SOURCE EXTRACT -
I know why it will work though, because once the profit motive is removed, once the need to accumulate capital, to hoard from a limited supply to ensure the well-being of you and yours, is extinguished, then there will be no benefit to such actions. Over-consumption and hoarding will cease to be problems in a society in which there is neither individual and societal gain from such actions.
the desire for wealth accumulation as an end to itself won't leave the human spirit with a click of the fingers. We'll be rounding up dissidents for 60 odd years- when money and things are of no object the drive to status still remains. Also there is no room for bookies in your post-scarcity society (((ladbrokes)))
 
Ah the petty politics, rivalry, backstabbing and score-settling of the street council. Gotta love it. :)

Busy-body cunts butting into my business. Have street councils for sure, but don't give them power over everyday stuff like that. No thankyouverymuch.

Aren't you an anarchist?

You have been arguing the case up-thread of the need to significantly reduce the numbers of vehicles, yet here you dismiss the whimsical purchase of a car as 'everyday'.

What alternative would you propose? Some individualist wank-fantasy where nobody can prevent you buying a car on a whim (so long as you can afford it that is)? In any sort of collective society there will need to be democratic bodies of people, to plan production and to assign commodities, goods and services on the basis of need. If you disagree with this then you may as well give up anti-capitalism of any tradition.
 
why would you do that unless you were extremely anti social and wasteful? or deliberately trying to destroy the planet?

If I can justify it in my head when I'm feeling a bit flush, how would I not be able to justify it if everything was free? I don't go out much, don't do much alcohol or drugs, don't go on holiday (we live in our holiday home :p).

I want mechanisms whereby people don't just give into the impulse to take what they don't really need because it makes life a bit easier and pleasanter right now.
 
Aren't you an anarchist?

I'm also a realist. In particular, I am realistic about the nature of street councils and the political wrangling that goes on in such things. I would not give street councils the power over any decision that related to an individual member of the street – they would only decide on communal matters. People need to work together with their neighbours, but they also need protection from the arbitrary whim of their neighbours so that they can live their lives how they see fit as long as that does not impinge on others.

Basically, the protection of communal interests is something that needs to be done as locally as possible, but the protection of individual interests is something that must be done at a higher, impersonal level. Otherwise you can never even hope for any kind of justice.

INFORMATION SUPPLIED -

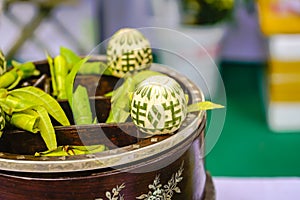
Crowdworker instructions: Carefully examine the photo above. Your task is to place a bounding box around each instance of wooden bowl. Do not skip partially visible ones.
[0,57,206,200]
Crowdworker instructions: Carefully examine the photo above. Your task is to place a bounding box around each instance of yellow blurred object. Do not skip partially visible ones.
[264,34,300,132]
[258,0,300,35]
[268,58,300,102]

* * *

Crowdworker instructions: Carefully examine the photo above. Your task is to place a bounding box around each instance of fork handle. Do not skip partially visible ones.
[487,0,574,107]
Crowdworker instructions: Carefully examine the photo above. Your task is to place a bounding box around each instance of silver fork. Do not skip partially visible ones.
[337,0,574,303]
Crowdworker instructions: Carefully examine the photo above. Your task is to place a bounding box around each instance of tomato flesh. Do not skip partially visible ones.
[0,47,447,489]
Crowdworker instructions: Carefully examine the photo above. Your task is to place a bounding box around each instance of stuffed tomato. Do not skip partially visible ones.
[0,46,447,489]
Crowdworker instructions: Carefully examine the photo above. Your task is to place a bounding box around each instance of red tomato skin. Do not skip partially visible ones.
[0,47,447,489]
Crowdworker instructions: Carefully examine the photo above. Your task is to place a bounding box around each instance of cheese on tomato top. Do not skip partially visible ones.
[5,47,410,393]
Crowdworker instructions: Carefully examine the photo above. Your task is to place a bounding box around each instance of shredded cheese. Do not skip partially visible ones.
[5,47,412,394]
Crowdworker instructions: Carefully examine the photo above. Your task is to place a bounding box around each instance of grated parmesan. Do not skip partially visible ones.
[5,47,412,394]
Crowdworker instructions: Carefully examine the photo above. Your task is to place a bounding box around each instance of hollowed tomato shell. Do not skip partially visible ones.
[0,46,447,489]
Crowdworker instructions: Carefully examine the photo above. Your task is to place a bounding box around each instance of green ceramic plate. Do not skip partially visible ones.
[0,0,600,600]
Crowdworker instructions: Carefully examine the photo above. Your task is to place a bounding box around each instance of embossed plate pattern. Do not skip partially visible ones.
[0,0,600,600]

WHAT TO DO -
(a) Sum up the street council discussion in three sentences.
(b) Based on the street council discussion, answer yes or no to each statement, and quote the words of the text that decide it.
(i) One poster says they often go on holiday.
(ii) One poster says any collective society will need democratic bodies to plan production.
(iii) The poster who calls themselves a realist would let street councils decide matters about an individual member of the street.
(c) Answer these questions about the street council discussion.
(i) For how many years does one poster say dissidents will be rounded up?
(ii) Where does the poster who doesn't go on holiday say they live?
(iii) At what level does the text say individual interests must be protected?

ANSWERS FOR THE EXERCISE -
(a) One poster argues that once the profit motive and the need to hoard are gone, over-consumption and hoarding will stop being problems. Another replies that the wish to pile up wealth won't vanish overnight and that the drive for status remains. A poster who doesn't want street councils to have power over everyday matters is told this clashes with an earlier call to cut the number of vehicles, and replies that councils should decide only communal matters while individual interests are protected at a higher, impersonal level.

(b)
(i) No: "don't go on holiday (we live in our holiday home :p)"
(ii) Yes: "In any sort of collective society there will need to be democratic bodies of people, to plan production"
(iii) No: "I would not give street councils the power over any decision that related to an individual member of the street"

(c)
(i) 60 odd years
(ii) In their holiday home
(iii) At a higher, impersonal level